■ **What is expected**
Every line below that has "need" in it should be copied.

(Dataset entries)
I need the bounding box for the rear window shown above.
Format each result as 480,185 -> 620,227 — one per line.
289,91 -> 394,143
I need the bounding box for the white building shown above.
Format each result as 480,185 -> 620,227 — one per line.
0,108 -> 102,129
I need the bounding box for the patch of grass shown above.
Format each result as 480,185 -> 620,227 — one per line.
==
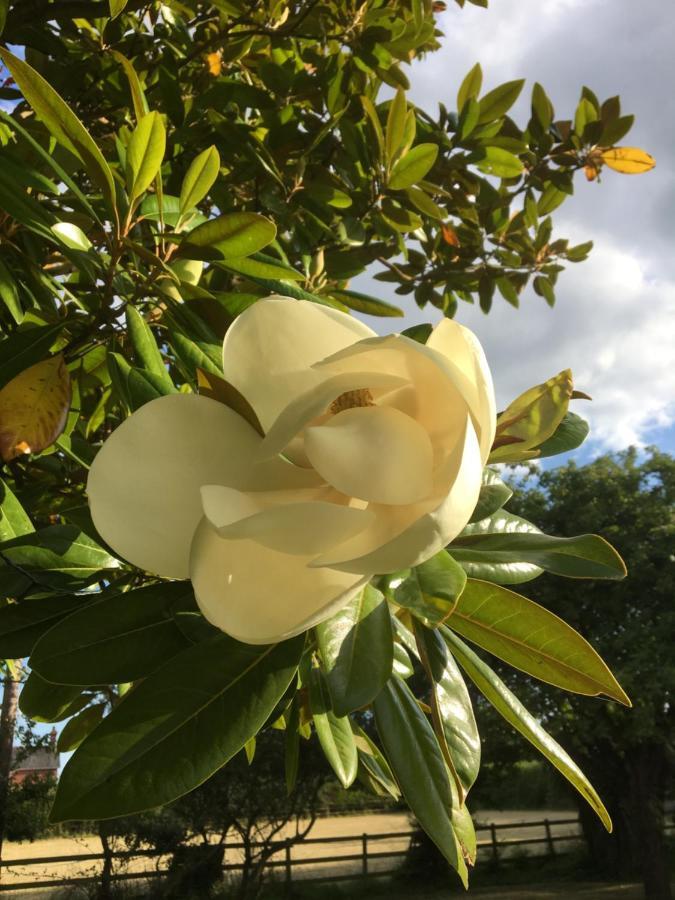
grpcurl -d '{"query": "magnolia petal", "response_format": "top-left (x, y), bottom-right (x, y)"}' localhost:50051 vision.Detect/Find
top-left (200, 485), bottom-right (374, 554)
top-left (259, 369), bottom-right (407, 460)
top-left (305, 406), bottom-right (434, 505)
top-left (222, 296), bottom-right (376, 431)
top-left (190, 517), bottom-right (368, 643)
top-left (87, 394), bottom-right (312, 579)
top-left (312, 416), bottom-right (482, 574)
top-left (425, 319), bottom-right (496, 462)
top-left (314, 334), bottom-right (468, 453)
* * *
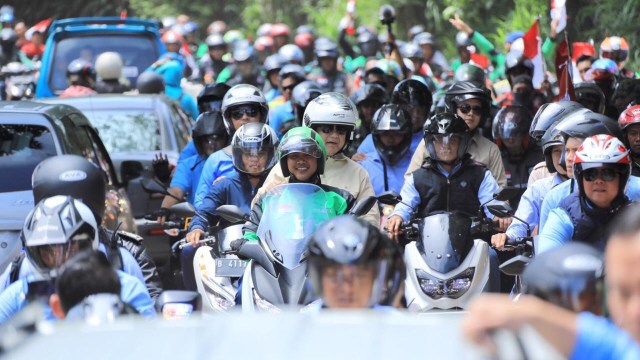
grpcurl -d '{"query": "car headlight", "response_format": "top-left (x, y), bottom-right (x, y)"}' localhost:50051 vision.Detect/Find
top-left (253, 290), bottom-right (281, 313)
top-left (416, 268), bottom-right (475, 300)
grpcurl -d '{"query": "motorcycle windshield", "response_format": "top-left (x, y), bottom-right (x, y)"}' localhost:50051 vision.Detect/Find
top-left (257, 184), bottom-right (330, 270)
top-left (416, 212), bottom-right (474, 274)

■ **Written solution**
I need the bounding box for the rear window shown above.
I need the bounding box for the white building shown above.
I need the bounding box for the patch of grass shown above.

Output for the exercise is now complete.